--- WORK INSTRUCTIONS ---
A) From the wind turbine thread, extract the passage from "Sounds to me" to "limit? its a scam.".
B) List every username that appears in a post header of the wind turbine thread.

Yup it starts turning in 2mph winds.
Yup it does not want to see winds higher than 41mph.
Yup you can buy it (maybe) at your local hardware store and install it your self . . . . .(with out any warranty)
Yup a *marketing strategies* bunch of sweet hearts will tell you how to turn a wrench to install it.

Sign here to receive further propaganda about this wonder product.




Sounds to me like its far better than sliced bread................?!?!


----------



## artificer (Feb 26, 2007)

Unless I made a mistake (highly likely) the power for a 6' rotor in "class 3" winds of 12.5mph is 291 watts. Betz limit is 59%, so if you use 40% for a good turbine, then its only 116 watts.

Simple test: is it mounted to a roof? its a scam.
Does it produce more than the betz limit? its a scam.

SolarGary's calcs come up with 40 watt output for 9mph.

Yet another nice looking product that ignores reality.

Michael


----------



## wy_white_wolf (Oct 14, 2004)

I'll file this one away with all of the small wind gennies tested here.

http://www.homesteadingtoday.com/showthread.php?t=318232&highlight=wind

Before they start thinking outside the box they need to learn what is in the box. There's a reason why all large turbines look the way they do.


----------



## zant (Dec 1, 2005)

Reminds me of threads about putting water in gas tank and motor runs..but oil companies bought up the technology....40w will run a light 25w bulb for 1 hr.(with inverter inefficency)


----------



## Windy in Kansas (Jun 16, 2002)

So the 100+ year old company called Honeywell and the generator a product of theirs commands no respect whatsoever? Seems to me that you folk are awfully quick to condemn before even seeing stats/tests of this design of unit.

Personally I'll give Honeywell a chance to demonstrate and prove their product before brushing it aside just because some old efficiency tables say it can't be done. After all men can't go to the moon either or have human powered flight.


----------



## mightybooboo (Feb 10, 2004)

Im inclined to agree with you Windy,but Im also I'll believe it when its PROVEN,Im not going to spend 5 Grand and be a tester so to speak.

I love the innovative design.


----------



## idahodave (Jan 20, 2005)

So it makes 2000 kWh a year...(from their website)

Or at $0.08 per kWh a $160 worth of electricity...

It costs about $5,000 so it will take over 30 years to pay back just the purchase price.....without interest expense. $5,000 in the bank at 3% would make $150 a year. Think this thing will last for 30 years?

--- STORED ROWS ---
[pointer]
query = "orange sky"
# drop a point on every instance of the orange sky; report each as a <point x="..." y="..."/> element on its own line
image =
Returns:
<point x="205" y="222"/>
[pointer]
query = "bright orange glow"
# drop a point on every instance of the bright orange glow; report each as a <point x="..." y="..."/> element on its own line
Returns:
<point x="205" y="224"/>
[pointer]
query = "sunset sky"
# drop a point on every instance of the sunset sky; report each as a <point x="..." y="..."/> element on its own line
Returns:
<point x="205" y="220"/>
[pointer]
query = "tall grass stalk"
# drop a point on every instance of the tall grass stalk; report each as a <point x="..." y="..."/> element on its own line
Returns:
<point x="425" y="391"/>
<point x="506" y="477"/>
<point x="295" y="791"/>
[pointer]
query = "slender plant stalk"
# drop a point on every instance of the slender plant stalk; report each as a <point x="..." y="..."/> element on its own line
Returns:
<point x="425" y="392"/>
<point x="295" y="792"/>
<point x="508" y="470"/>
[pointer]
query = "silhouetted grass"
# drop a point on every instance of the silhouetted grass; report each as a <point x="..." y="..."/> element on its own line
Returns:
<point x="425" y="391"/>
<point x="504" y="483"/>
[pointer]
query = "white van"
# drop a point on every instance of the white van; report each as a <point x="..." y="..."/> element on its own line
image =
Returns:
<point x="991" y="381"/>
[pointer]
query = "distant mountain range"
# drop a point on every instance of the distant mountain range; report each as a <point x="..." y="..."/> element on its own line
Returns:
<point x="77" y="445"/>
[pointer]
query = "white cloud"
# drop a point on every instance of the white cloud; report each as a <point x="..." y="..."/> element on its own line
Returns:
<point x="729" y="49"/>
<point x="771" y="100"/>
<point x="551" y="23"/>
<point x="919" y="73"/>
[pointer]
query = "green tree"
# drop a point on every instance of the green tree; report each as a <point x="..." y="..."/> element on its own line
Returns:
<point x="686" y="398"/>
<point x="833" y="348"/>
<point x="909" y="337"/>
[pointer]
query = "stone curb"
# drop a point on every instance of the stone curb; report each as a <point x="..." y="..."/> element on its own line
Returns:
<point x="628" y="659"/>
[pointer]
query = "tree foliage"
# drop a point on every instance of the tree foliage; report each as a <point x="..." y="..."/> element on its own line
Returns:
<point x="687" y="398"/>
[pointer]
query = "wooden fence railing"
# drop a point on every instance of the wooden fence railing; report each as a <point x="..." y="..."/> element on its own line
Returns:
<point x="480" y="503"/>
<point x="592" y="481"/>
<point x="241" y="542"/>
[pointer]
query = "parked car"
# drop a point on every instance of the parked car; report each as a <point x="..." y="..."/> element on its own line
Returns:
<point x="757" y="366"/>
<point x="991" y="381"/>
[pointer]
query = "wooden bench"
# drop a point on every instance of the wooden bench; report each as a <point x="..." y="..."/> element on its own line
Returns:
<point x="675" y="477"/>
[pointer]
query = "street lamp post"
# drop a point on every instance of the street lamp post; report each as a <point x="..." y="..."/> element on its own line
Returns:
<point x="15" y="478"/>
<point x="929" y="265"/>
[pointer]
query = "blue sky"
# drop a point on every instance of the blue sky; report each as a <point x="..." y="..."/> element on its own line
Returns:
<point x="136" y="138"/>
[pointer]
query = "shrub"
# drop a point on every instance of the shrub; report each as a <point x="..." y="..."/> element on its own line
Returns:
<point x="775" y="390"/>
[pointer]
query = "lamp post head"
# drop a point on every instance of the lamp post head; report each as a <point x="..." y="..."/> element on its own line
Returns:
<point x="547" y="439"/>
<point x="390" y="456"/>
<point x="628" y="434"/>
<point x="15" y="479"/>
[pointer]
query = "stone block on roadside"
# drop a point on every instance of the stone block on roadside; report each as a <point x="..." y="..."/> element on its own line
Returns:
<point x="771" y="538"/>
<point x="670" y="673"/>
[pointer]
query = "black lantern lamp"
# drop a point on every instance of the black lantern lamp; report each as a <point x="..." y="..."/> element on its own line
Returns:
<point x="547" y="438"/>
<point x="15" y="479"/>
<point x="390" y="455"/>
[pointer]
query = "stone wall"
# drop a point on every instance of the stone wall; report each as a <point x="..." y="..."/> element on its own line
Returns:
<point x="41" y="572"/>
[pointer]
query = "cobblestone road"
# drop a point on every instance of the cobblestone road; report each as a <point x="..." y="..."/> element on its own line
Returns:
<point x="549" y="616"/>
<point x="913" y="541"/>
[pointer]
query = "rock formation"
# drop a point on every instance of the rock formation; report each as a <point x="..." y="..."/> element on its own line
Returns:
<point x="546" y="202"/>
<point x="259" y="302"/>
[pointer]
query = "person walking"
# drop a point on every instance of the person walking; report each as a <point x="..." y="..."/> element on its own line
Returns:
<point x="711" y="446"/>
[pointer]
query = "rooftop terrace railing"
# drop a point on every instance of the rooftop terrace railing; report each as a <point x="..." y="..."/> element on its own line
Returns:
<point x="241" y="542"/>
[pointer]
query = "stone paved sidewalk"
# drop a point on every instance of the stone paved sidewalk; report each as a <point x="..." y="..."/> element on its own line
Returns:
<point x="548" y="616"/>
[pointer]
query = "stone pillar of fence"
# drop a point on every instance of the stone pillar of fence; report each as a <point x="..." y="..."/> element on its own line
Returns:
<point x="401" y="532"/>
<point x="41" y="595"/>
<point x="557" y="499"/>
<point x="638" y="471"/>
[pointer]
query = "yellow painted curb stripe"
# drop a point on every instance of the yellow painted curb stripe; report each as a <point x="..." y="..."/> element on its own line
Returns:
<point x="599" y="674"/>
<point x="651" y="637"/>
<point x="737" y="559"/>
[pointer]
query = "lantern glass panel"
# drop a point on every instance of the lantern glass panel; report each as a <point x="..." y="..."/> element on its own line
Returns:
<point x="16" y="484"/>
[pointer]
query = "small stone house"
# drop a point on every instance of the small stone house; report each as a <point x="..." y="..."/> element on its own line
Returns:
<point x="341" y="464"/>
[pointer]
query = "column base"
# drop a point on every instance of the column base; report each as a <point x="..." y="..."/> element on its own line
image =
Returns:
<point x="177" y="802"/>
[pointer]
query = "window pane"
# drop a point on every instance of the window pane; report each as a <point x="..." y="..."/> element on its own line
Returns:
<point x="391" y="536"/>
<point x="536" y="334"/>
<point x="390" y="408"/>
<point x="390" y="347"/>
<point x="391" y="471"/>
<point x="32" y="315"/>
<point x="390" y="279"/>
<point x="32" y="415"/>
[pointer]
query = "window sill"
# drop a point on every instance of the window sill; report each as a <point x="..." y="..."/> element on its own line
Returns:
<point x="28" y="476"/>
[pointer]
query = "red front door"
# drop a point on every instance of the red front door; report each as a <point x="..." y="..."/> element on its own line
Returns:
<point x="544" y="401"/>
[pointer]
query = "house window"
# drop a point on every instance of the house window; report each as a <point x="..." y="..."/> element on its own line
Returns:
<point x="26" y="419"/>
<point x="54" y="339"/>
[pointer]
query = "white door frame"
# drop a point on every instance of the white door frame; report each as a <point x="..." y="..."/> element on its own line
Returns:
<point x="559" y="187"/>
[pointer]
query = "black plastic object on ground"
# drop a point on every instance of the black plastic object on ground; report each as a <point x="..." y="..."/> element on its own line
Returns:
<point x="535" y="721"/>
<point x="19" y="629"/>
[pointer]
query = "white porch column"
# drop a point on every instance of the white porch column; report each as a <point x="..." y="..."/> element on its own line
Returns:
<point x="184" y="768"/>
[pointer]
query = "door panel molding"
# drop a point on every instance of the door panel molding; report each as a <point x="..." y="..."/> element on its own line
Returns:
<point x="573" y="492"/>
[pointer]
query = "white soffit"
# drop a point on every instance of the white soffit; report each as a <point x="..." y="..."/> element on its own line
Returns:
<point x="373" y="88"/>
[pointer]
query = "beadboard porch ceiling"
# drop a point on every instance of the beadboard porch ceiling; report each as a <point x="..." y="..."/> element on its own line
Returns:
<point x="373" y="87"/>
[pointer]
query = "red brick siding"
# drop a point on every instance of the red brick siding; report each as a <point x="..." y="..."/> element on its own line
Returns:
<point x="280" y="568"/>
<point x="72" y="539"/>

--- EXPECTED ANSWERS ---
A)
Sounds to me like its far better than sliced bread................?!?!


----------



## artificer (Feb 26, 2007)

Unless I made a mistake (highly likely) the power for a 6' rotor in "class 3" winds of 12.5mph is 291 watts. Betz limit is 59%, so if you use 40% for a good turbine, then its only 116 watts.

Simple test: is it mounted to a roof? its a scam.
Does it produce more than the betz limit? its a scam.

B)
- artificer
- wy_white_wolf
- zant
- Windy in Kansas
- mightybooboo
- idahodave